*Your task*
For each line below that holds the word "beetle", make a copy.

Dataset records
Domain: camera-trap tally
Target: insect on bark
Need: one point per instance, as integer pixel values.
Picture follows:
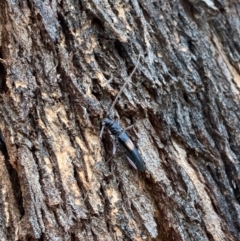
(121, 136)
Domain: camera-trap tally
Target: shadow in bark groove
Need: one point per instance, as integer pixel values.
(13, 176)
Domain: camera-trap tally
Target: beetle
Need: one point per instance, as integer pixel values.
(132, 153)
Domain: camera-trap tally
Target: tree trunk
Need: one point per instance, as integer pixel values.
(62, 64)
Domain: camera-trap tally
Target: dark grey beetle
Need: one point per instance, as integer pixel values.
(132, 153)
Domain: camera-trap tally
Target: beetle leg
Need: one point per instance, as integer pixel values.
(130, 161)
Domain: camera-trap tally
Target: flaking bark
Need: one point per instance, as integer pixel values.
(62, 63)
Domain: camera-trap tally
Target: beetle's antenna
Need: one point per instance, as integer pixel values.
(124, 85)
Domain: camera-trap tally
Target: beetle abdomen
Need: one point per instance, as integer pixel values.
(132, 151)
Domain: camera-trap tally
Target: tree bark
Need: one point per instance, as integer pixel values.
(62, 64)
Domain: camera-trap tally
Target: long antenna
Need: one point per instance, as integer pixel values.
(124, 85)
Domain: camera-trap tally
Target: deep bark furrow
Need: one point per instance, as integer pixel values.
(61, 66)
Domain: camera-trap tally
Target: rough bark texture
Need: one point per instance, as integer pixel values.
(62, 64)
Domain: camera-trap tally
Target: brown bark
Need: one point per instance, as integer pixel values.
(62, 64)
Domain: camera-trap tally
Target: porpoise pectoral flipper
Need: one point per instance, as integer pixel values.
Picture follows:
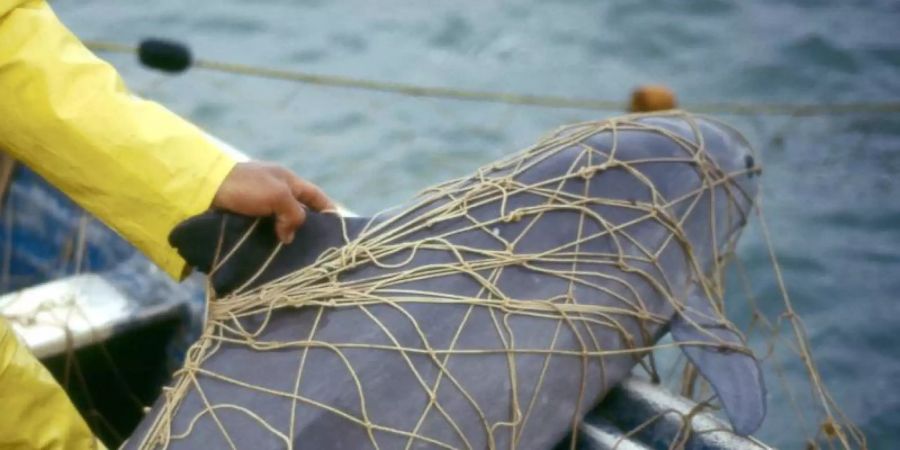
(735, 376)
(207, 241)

--

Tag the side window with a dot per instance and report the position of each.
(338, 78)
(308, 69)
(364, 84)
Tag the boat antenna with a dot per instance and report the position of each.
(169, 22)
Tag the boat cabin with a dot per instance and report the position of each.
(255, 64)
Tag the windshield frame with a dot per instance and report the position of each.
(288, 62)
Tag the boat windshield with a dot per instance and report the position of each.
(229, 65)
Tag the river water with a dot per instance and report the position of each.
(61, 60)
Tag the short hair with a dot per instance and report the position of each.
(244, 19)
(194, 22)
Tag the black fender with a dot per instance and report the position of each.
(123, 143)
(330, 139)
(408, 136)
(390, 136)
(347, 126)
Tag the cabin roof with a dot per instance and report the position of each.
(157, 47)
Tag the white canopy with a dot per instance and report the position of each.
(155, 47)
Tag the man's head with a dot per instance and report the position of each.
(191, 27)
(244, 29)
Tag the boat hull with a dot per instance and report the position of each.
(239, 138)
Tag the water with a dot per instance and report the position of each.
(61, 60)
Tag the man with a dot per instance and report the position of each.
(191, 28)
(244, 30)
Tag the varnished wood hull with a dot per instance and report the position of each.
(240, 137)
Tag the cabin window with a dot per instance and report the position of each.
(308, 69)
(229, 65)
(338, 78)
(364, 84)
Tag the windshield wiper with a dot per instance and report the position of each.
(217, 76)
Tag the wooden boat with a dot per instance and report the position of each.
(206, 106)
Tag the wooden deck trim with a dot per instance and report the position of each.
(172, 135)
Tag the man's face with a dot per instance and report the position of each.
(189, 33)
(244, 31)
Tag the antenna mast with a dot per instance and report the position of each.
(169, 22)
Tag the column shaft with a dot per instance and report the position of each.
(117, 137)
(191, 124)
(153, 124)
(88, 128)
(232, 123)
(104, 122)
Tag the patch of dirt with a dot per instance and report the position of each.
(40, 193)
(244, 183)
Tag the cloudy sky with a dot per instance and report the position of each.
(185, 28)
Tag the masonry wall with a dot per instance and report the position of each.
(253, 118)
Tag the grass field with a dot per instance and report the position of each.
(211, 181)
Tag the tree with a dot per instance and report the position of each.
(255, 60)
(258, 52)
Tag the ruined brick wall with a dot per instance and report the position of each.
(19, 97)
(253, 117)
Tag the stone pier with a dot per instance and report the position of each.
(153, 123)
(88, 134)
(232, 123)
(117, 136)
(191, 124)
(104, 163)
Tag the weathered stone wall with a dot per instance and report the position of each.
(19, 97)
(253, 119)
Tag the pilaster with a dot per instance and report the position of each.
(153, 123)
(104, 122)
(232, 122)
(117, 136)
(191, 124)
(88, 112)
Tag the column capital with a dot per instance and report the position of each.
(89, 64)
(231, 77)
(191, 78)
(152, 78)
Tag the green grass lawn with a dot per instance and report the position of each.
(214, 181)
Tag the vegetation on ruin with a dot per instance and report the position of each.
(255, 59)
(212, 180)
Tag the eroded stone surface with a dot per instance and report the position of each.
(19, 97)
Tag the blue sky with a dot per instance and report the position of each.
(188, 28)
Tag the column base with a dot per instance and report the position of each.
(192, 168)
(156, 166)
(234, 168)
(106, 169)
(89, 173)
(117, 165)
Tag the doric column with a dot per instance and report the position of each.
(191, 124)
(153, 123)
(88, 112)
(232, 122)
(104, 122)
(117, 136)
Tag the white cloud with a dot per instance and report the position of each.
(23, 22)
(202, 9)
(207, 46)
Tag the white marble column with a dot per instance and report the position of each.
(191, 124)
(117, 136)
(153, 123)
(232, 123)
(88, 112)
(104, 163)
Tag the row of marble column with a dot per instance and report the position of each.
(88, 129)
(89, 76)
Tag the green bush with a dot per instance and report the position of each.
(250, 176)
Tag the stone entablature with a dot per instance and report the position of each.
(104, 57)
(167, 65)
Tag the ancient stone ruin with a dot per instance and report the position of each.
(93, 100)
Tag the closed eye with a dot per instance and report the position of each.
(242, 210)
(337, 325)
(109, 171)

--

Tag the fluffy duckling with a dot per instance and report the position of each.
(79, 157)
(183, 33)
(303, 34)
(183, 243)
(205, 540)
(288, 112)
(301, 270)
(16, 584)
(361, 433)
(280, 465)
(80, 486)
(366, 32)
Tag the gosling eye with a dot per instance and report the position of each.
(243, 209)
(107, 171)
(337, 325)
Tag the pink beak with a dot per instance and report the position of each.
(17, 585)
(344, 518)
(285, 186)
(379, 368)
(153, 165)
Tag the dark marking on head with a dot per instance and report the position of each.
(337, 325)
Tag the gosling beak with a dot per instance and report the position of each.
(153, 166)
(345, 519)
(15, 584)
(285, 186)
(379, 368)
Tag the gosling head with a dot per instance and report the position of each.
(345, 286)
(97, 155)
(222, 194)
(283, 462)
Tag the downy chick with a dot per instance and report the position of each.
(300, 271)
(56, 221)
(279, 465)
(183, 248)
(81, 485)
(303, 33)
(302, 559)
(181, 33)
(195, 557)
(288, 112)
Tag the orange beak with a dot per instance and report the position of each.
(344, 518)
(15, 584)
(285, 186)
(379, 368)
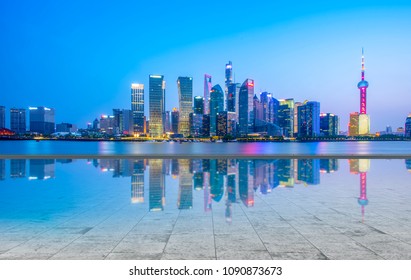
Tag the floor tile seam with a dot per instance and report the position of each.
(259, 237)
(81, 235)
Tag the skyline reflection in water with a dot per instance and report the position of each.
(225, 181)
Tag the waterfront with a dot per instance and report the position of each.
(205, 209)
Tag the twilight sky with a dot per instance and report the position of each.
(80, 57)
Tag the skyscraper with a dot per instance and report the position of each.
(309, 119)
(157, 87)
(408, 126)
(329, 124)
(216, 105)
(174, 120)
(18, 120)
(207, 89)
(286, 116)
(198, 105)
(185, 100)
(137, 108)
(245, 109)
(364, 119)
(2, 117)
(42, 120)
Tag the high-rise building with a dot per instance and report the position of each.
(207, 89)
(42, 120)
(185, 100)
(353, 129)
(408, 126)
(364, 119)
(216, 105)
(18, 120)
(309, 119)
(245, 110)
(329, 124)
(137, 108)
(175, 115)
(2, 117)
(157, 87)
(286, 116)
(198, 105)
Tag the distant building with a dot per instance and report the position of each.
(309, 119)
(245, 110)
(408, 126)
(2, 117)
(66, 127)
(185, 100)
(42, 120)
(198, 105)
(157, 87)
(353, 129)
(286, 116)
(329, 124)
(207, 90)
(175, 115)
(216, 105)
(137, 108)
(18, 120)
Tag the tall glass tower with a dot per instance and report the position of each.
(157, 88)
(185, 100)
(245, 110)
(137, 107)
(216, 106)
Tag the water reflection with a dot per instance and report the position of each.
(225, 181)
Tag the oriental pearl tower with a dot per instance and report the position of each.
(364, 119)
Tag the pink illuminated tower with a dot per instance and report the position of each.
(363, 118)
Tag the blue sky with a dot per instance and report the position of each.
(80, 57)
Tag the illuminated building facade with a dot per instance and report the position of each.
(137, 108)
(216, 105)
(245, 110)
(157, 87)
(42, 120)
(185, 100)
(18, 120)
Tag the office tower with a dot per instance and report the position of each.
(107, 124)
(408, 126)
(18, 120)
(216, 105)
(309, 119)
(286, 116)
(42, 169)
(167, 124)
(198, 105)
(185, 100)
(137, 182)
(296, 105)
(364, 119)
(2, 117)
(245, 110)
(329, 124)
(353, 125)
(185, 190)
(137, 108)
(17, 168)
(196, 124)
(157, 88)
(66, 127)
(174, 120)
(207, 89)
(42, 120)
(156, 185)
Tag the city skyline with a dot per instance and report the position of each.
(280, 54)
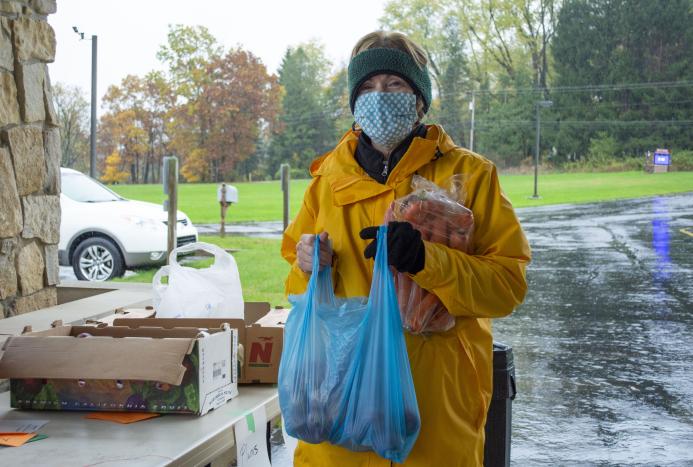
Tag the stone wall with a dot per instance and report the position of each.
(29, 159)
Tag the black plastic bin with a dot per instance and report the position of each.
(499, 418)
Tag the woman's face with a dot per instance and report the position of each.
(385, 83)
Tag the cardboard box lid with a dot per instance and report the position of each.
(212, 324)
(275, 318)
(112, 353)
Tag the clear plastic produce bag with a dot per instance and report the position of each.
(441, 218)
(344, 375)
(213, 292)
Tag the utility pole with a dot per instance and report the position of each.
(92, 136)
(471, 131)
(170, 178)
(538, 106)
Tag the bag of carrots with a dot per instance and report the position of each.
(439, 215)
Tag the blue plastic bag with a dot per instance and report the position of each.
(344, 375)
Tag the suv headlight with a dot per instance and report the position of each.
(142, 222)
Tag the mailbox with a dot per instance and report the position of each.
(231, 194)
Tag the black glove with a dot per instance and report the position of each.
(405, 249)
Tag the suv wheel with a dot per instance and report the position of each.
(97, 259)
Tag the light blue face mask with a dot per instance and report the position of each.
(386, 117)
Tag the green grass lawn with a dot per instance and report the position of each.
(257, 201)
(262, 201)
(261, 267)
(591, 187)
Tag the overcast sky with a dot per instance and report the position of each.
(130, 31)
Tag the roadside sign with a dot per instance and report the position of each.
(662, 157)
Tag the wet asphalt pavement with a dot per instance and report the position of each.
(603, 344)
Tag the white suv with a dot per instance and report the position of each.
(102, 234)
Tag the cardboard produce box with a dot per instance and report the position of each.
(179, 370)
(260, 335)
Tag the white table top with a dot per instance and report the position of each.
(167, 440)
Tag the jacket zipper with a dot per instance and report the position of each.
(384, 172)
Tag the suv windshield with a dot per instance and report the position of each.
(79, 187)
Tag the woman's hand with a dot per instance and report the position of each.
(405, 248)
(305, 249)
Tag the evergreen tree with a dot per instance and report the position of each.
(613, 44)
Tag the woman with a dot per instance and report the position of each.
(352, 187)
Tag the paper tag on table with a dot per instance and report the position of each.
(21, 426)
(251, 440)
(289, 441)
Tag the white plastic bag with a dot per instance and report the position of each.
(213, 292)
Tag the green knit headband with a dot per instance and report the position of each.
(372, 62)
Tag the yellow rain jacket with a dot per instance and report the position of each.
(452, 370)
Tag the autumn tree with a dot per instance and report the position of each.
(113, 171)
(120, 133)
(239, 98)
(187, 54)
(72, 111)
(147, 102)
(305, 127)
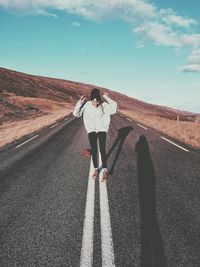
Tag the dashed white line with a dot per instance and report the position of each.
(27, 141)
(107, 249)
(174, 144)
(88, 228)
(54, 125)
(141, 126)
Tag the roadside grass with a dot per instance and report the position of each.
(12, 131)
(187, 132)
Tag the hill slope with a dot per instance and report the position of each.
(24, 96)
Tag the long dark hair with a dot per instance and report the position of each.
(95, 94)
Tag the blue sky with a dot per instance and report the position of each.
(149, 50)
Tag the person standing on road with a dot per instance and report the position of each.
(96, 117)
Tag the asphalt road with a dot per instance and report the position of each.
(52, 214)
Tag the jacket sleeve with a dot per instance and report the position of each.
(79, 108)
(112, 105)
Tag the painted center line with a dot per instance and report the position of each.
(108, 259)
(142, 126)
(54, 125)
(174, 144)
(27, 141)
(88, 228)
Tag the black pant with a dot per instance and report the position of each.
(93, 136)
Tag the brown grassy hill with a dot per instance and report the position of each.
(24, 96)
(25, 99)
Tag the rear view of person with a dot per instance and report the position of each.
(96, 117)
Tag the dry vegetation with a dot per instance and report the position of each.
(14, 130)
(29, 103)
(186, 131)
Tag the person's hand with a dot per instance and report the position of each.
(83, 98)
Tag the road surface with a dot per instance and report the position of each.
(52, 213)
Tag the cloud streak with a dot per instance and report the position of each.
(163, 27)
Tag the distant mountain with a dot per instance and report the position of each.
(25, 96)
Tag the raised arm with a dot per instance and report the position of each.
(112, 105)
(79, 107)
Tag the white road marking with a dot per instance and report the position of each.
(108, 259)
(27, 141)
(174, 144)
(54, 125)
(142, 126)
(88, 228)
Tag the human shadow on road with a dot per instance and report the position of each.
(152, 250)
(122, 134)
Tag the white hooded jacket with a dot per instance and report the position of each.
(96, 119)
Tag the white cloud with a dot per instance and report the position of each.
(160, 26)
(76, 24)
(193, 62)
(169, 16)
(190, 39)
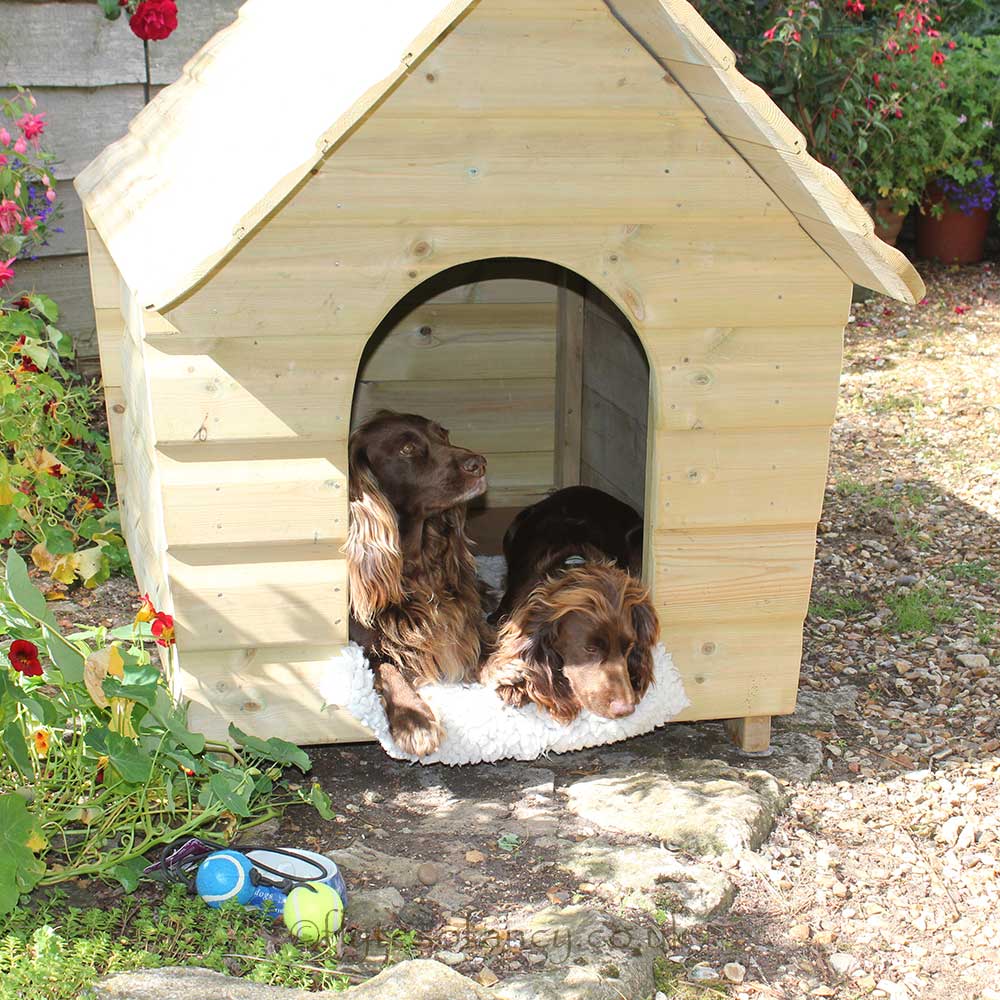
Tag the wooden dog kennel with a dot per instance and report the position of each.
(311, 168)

*Your solution*
Target: beetle
Target: dark grey beetle
Target: beetle leg
Target: beetle's antenna
Target: beetle abdomen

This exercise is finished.